DATA FOR THIS TASK ->

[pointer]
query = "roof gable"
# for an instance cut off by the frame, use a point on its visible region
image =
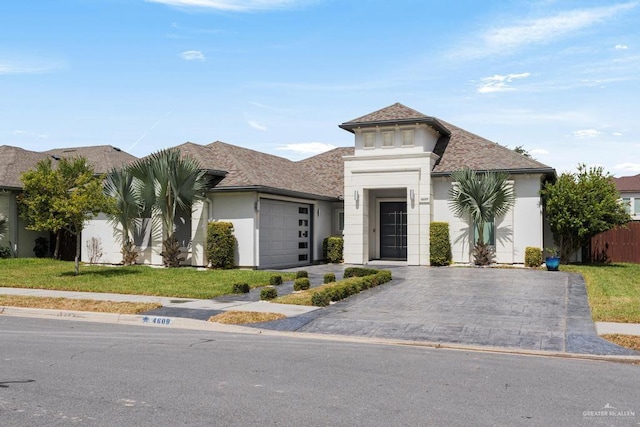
(628, 183)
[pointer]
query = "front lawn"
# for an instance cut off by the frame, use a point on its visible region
(613, 289)
(183, 282)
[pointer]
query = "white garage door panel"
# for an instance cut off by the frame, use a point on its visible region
(284, 234)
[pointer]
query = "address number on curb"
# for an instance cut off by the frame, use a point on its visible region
(156, 320)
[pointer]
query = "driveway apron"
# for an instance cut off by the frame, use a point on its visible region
(514, 308)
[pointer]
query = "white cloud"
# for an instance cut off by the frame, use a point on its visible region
(311, 148)
(499, 83)
(192, 55)
(231, 5)
(539, 151)
(586, 133)
(257, 126)
(503, 40)
(628, 167)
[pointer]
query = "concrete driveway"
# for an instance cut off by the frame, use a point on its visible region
(515, 308)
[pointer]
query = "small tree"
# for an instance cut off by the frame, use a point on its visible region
(580, 205)
(483, 198)
(167, 182)
(74, 196)
(119, 186)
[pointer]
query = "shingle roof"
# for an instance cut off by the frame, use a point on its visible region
(465, 149)
(16, 161)
(628, 183)
(394, 114)
(250, 168)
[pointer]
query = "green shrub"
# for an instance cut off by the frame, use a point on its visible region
(439, 244)
(329, 277)
(221, 244)
(301, 284)
(350, 286)
(320, 299)
(358, 272)
(241, 288)
(268, 293)
(532, 257)
(5, 252)
(275, 280)
(332, 249)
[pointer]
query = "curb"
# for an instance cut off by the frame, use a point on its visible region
(201, 325)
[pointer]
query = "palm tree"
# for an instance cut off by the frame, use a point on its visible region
(482, 197)
(4, 225)
(119, 185)
(167, 182)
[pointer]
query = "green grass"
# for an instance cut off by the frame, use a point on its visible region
(613, 289)
(140, 280)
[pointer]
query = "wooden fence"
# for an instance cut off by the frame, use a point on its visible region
(617, 245)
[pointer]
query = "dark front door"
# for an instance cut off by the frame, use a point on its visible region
(393, 230)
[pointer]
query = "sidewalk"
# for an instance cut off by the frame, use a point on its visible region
(173, 307)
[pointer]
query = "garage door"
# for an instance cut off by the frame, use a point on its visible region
(285, 234)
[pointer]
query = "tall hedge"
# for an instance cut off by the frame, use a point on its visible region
(439, 244)
(332, 248)
(221, 244)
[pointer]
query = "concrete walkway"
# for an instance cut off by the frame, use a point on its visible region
(512, 308)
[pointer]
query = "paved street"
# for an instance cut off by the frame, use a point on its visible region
(56, 372)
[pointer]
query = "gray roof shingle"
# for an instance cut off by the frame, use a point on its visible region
(16, 161)
(628, 183)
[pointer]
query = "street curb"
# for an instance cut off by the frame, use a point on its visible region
(201, 325)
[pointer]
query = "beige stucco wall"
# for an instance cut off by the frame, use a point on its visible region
(522, 226)
(370, 179)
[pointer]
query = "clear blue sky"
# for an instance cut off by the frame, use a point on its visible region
(560, 78)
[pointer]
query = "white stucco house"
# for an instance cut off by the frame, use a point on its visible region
(381, 194)
(629, 188)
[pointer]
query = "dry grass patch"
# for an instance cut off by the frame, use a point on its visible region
(244, 317)
(76, 304)
(628, 341)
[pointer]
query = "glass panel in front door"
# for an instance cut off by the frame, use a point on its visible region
(393, 230)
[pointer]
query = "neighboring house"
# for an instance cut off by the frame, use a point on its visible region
(15, 161)
(629, 188)
(382, 194)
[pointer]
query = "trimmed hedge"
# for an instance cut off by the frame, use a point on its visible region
(439, 244)
(221, 245)
(275, 280)
(241, 288)
(301, 284)
(268, 293)
(350, 286)
(532, 257)
(358, 272)
(332, 249)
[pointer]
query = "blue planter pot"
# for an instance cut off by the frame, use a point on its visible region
(552, 263)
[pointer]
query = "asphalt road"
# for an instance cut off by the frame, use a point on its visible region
(56, 372)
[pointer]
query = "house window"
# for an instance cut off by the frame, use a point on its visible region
(338, 225)
(368, 140)
(387, 139)
(489, 233)
(408, 138)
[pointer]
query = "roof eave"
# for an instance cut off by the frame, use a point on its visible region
(275, 191)
(431, 121)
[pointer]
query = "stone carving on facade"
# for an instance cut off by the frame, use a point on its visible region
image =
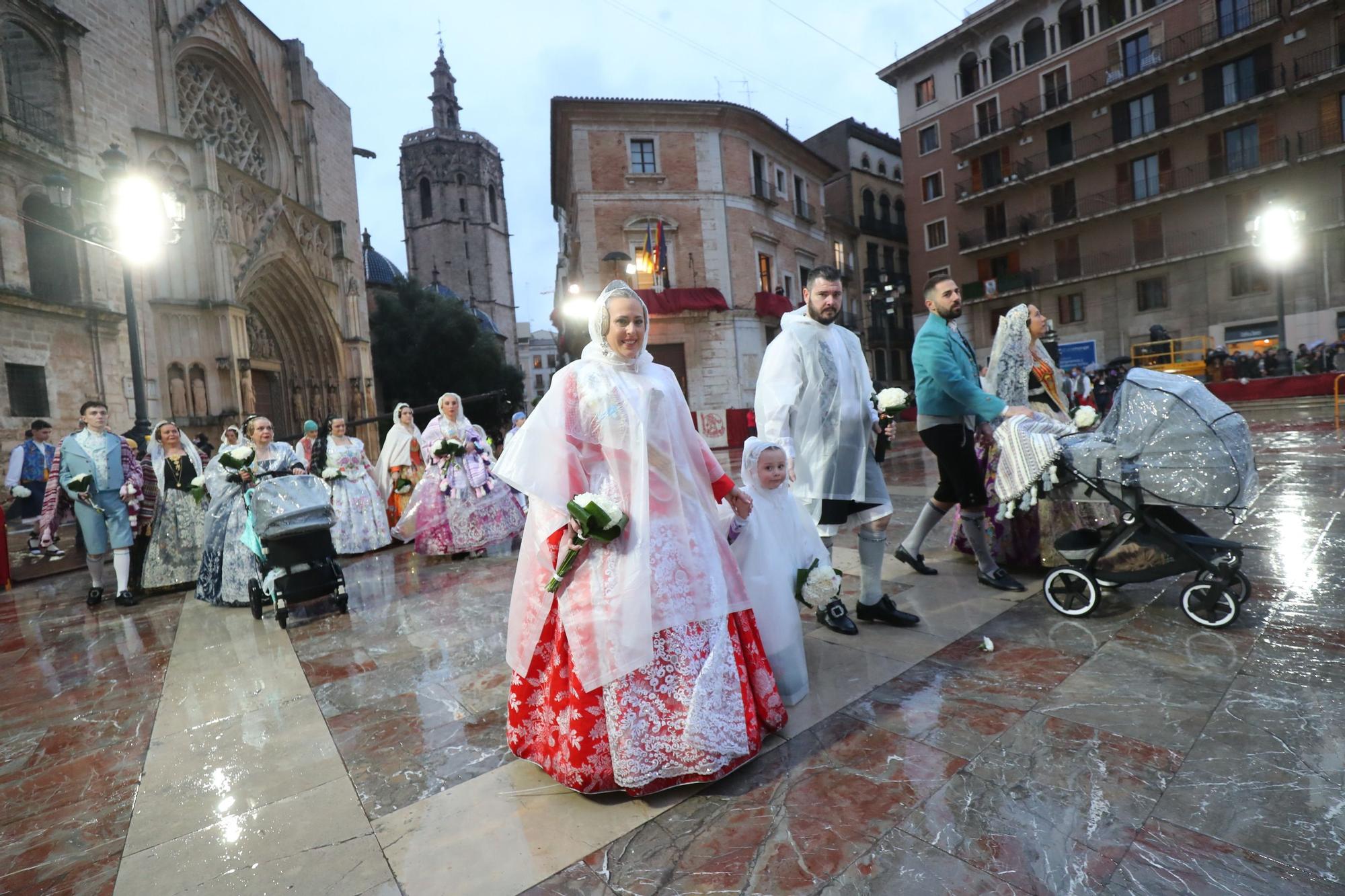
(260, 342)
(213, 111)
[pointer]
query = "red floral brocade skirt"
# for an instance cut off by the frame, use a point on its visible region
(564, 729)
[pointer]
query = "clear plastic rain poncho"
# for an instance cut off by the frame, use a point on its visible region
(813, 400)
(1168, 435)
(778, 540)
(622, 428)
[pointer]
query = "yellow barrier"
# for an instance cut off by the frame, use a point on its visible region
(1338, 391)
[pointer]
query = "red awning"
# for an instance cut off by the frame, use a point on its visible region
(773, 304)
(675, 300)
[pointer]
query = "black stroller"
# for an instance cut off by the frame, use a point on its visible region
(293, 518)
(1167, 443)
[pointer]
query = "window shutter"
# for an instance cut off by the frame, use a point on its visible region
(1268, 135)
(1165, 170)
(1330, 120)
(1265, 68)
(1121, 122)
(1214, 85)
(1215, 150)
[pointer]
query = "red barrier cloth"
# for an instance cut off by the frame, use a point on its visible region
(1274, 388)
(773, 304)
(675, 300)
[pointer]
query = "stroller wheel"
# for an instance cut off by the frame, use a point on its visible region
(1241, 588)
(1196, 604)
(255, 598)
(1071, 591)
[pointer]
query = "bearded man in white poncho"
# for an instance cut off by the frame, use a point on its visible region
(813, 400)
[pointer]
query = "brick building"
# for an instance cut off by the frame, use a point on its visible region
(455, 214)
(260, 306)
(1102, 161)
(739, 204)
(867, 201)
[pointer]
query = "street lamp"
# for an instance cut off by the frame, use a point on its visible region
(138, 229)
(1276, 233)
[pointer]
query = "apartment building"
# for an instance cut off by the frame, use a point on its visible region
(1102, 161)
(867, 213)
(711, 210)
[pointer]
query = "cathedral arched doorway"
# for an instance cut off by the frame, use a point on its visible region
(295, 356)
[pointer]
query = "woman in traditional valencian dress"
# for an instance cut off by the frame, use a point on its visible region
(170, 516)
(400, 463)
(459, 507)
(361, 513)
(227, 563)
(1023, 373)
(646, 669)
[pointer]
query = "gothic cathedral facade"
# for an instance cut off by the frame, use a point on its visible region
(455, 214)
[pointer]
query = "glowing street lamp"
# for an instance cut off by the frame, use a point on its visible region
(1280, 243)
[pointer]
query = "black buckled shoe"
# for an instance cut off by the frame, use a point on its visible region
(836, 618)
(1001, 580)
(915, 563)
(886, 611)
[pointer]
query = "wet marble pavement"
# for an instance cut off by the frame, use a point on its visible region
(180, 747)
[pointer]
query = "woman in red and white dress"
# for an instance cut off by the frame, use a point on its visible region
(645, 670)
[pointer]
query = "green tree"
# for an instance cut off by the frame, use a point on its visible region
(426, 345)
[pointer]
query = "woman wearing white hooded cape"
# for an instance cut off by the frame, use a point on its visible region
(777, 541)
(642, 671)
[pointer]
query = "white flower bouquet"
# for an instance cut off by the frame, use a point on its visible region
(239, 458)
(598, 517)
(817, 584)
(80, 486)
(890, 401)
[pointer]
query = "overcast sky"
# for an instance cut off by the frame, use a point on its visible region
(510, 57)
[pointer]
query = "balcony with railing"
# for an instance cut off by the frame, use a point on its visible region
(1243, 19)
(1141, 128)
(1132, 194)
(34, 119)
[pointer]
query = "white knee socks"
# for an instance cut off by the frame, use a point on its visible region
(872, 544)
(122, 565)
(95, 563)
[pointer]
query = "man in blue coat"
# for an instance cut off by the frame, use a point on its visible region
(953, 409)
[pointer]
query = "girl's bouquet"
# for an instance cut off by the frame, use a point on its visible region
(598, 517)
(80, 487)
(890, 401)
(817, 584)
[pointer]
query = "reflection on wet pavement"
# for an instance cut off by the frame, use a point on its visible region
(1125, 752)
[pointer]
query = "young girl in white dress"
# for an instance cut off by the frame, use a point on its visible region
(778, 541)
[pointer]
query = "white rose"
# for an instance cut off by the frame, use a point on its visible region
(1085, 417)
(892, 399)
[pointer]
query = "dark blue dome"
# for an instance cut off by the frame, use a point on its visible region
(379, 270)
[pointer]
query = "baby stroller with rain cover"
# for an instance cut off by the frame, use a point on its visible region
(1167, 443)
(293, 520)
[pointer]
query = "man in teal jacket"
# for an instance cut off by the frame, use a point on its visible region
(952, 411)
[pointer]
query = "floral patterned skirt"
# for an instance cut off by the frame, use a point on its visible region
(619, 736)
(173, 557)
(397, 503)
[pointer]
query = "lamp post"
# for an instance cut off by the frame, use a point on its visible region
(1276, 233)
(138, 232)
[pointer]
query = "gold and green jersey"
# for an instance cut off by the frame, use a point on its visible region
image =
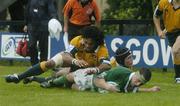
(121, 76)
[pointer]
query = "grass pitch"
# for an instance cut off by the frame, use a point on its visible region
(33, 95)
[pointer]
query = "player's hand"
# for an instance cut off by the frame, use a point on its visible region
(91, 70)
(79, 63)
(65, 29)
(25, 28)
(162, 34)
(155, 89)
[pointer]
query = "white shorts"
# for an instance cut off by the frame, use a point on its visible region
(83, 80)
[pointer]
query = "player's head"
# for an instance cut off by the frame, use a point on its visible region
(85, 2)
(141, 77)
(123, 57)
(177, 1)
(92, 38)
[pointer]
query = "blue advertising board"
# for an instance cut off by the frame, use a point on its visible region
(148, 51)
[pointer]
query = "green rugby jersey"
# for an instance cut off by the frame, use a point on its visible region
(120, 75)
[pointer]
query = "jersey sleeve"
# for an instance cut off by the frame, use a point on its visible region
(67, 7)
(103, 55)
(96, 12)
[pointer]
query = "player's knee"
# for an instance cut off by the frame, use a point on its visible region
(57, 60)
(177, 61)
(50, 64)
(70, 77)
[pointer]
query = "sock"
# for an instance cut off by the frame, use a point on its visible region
(34, 70)
(39, 79)
(177, 71)
(61, 81)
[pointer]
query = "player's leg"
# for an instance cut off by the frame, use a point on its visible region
(62, 81)
(176, 56)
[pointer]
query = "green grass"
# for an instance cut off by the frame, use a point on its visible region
(33, 95)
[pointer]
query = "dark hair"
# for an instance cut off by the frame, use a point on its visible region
(93, 33)
(120, 55)
(146, 73)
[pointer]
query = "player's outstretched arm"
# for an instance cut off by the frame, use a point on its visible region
(101, 83)
(152, 89)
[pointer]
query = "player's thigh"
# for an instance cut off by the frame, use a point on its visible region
(176, 47)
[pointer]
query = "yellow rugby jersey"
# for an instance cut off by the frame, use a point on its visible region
(171, 16)
(113, 62)
(94, 59)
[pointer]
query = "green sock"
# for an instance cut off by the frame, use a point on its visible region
(61, 81)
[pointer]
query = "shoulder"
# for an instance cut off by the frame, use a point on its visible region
(76, 41)
(93, 3)
(164, 3)
(102, 49)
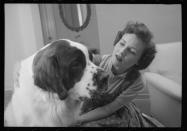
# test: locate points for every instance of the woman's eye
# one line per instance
(133, 51)
(122, 44)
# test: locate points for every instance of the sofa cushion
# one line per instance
(168, 61)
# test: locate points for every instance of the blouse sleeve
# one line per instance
(97, 59)
(131, 92)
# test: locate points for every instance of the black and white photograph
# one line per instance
(92, 65)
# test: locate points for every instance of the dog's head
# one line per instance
(63, 67)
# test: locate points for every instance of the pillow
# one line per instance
(168, 61)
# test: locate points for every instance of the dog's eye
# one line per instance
(75, 64)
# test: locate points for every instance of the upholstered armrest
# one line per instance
(165, 99)
(163, 84)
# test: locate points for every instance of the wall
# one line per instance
(23, 36)
(163, 20)
(89, 35)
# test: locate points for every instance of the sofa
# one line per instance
(163, 79)
(161, 97)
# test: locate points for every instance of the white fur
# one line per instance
(30, 106)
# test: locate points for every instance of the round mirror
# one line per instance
(75, 16)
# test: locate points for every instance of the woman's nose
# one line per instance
(123, 52)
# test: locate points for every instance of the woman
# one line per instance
(133, 51)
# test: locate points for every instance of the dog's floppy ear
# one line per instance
(47, 75)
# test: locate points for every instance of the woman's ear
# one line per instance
(146, 58)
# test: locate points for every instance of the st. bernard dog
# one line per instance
(50, 86)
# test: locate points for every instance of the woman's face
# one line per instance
(127, 52)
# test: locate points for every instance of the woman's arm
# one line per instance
(105, 111)
(123, 99)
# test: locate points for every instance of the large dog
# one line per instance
(50, 85)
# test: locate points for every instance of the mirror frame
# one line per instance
(77, 29)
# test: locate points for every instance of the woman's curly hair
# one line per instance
(143, 33)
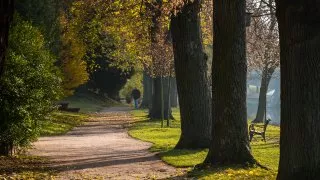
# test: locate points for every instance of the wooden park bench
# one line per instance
(253, 131)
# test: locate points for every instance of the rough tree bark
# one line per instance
(6, 13)
(156, 110)
(174, 93)
(191, 74)
(230, 144)
(147, 91)
(265, 80)
(267, 70)
(299, 27)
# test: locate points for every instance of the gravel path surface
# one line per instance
(102, 149)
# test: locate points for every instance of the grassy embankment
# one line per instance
(59, 123)
(164, 140)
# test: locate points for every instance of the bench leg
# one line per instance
(263, 136)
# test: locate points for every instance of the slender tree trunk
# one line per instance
(156, 110)
(230, 144)
(191, 74)
(299, 27)
(265, 80)
(6, 149)
(6, 12)
(147, 91)
(267, 70)
(174, 93)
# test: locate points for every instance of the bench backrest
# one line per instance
(266, 124)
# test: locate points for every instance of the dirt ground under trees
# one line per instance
(102, 149)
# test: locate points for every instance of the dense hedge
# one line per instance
(29, 87)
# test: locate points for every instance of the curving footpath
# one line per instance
(102, 149)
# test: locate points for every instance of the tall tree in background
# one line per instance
(299, 28)
(161, 53)
(6, 13)
(230, 144)
(263, 48)
(192, 80)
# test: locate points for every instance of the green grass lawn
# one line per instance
(24, 167)
(164, 140)
(29, 167)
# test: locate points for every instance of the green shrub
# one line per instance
(29, 86)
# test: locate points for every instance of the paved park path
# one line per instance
(102, 149)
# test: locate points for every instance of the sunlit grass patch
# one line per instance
(164, 140)
(24, 167)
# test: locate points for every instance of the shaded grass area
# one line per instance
(165, 139)
(30, 167)
(61, 122)
(24, 167)
(89, 102)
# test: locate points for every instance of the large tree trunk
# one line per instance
(299, 27)
(174, 93)
(156, 109)
(265, 80)
(6, 12)
(191, 73)
(230, 144)
(147, 91)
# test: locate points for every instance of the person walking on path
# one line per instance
(136, 95)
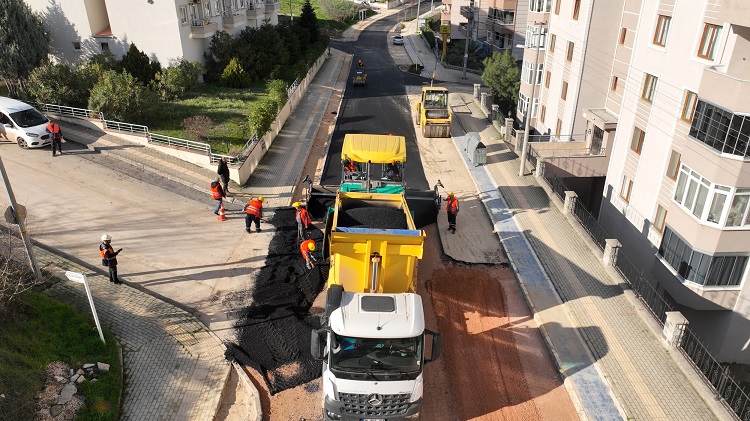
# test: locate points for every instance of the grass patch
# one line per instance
(38, 330)
(228, 108)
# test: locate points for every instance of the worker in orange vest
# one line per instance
(306, 248)
(451, 208)
(253, 213)
(55, 135)
(217, 192)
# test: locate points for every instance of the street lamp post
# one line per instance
(527, 116)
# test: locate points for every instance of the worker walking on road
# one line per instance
(253, 213)
(217, 192)
(303, 219)
(55, 135)
(109, 258)
(306, 248)
(451, 208)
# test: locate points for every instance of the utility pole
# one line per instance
(529, 110)
(19, 221)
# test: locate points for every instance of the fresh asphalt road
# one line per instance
(381, 106)
(172, 242)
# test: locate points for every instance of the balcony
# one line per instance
(203, 28)
(715, 86)
(234, 18)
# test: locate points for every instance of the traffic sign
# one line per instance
(10, 217)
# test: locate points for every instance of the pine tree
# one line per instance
(309, 21)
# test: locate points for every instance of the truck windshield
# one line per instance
(400, 354)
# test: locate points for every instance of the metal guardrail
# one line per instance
(718, 376)
(180, 143)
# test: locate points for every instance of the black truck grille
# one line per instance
(366, 405)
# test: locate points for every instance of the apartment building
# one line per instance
(165, 30)
(500, 25)
(644, 102)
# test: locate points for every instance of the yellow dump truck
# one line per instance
(373, 339)
(432, 112)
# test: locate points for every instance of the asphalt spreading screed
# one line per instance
(273, 333)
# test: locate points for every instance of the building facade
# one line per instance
(166, 30)
(650, 93)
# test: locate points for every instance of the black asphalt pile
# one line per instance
(273, 333)
(365, 216)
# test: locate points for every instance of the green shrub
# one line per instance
(262, 116)
(234, 76)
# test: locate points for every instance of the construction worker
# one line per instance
(306, 248)
(55, 135)
(217, 192)
(302, 217)
(253, 212)
(451, 208)
(109, 258)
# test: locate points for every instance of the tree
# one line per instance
(234, 76)
(309, 21)
(501, 74)
(121, 97)
(24, 40)
(171, 83)
(137, 63)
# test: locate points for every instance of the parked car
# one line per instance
(23, 124)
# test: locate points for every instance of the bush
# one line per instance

PROBLEM STATEMENT -> In the entries above, find every line with the word "rugby" and list it.

OUTPUT FOR THIS EXERCISE ->
query = "green rugby jersey"
query = "yellow rugby jersey"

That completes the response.